- Brief: Could you render every line of the items below as a Markdown table with the columns "No." and "Text", numbering the rows and leaving out blank lines?

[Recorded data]
#####

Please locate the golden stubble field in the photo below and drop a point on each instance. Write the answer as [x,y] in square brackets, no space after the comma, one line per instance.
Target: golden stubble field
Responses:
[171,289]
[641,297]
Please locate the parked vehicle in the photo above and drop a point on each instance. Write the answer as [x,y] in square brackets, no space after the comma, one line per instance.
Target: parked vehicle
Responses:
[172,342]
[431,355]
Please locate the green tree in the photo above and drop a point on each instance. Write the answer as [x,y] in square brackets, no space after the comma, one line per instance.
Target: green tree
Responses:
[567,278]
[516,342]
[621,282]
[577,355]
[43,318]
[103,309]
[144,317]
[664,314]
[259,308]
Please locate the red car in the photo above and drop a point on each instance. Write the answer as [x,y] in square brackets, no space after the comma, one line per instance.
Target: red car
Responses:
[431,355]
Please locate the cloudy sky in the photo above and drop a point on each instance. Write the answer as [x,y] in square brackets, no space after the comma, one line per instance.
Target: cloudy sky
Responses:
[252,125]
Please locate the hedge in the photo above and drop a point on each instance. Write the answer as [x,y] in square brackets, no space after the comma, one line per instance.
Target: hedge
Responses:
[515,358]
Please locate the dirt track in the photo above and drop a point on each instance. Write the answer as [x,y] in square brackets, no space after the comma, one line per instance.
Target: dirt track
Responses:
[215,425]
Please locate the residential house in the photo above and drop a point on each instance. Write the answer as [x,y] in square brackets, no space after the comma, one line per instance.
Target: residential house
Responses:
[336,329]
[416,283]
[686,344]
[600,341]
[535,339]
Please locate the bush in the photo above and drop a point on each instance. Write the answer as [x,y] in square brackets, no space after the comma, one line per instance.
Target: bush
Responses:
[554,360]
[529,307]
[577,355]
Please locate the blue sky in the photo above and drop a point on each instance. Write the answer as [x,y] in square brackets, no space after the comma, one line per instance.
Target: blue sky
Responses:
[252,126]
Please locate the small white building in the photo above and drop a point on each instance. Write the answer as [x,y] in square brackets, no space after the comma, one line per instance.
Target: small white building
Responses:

#####

- Task output:
| No. | Text |
|---|---|
| 1 | Please locate the golden stubble field in the photo below and drop a point on each instance. Write the answer as [x,y] in square brackets, no space after the comma, one line per instance. |
| 2 | Target: golden stubble field |
| 3 | Responses: |
| 4 | [171,289] |
| 5 | [641,297] |
| 6 | Please locate the parked vehicle in the photo above and drop a point on each instance. Write the answer as [x,y] in square brackets, no space after the comma, one line per instance. |
| 7 | Target: parked vehicle |
| 8 | Responses: |
| 9 | [172,342] |
| 10 | [431,355] |
| 11 | Please locate the green tree in the photo above and drop a point on each instance. Write the answer as [x,y] in square brackets, no space after the comma, one line per instance. |
| 12 | Target: green tree |
| 13 | Responses: |
| 14 | [567,278] |
| 15 | [516,342] |
| 16 | [621,282] |
| 17 | [577,355] |
| 18 | [43,318] |
| 19 | [103,309] |
| 20 | [144,317] |
| 21 | [664,314] |
| 22 | [259,308] |
| 23 | Please locate the red car in the photo above and drop a point on each instance. Write the answer as [x,y] in square brackets, no space after the comma, one line per instance. |
| 24 | Target: red car |
| 25 | Responses: |
| 26 | [431,355] |
| 27 | Please locate the cloudy sky in the photo above and drop a point on each instance. Write the answer as [x,y] in square brackets, no space after the comma, one line per instance. |
| 28 | Target: cloudy sky |
| 29 | Responses: |
| 30 | [252,125] |
| 31 | Please locate the hedge in the photo above and drop a point on each instance. Write the answer as [x,y] in square brackets, no space after the comma, one line per instance. |
| 32 | Target: hedge |
| 33 | Responses: |
| 34 | [515,358] |
| 35 | Please locate the dirt track in the photo above and drop a point on each instance. Write the answer as [x,y] in square brackets, no space after the comma, one line per instance. |
| 36 | Target: dirt track |
| 37 | Responses: |
| 38 | [215,425] |
| 39 | Please locate the residential house in the photo above and drop a point on each instance. Write the answer as [x,y] in square brackets, no space after the comma, one line per instance. |
| 40 | Target: residential house |
| 41 | Responses: |
| 42 | [336,329] |
| 43 | [416,283] |
| 44 | [686,344] |
| 45 | [600,341] |
| 46 | [535,339] |
| 47 | Please locate the bush in the photo above and drop a point on each instance. Write the answer as [x,y] in square brackets, no space after the comma, one line per instance. |
| 48 | Target: bush |
| 49 | Responses: |
| 50 | [554,360] |
| 51 | [529,307] |
| 52 | [577,355] |
| 53 | Please locate the blue sky in the photo above and drop a point on each instance. Write the answer as [x,y] in square brackets, no space after the comma, one line per instance. |
| 54 | Target: blue sky |
| 55 | Responses: |
| 56 | [252,126] |
| 57 | Please locate the small white building in the photo above and drop a point on each instance. Write the answer as [x,y] in square brackets, no space after the comma, one line per instance. |
| 58 | Target: small white building |
| 59 | Responses: |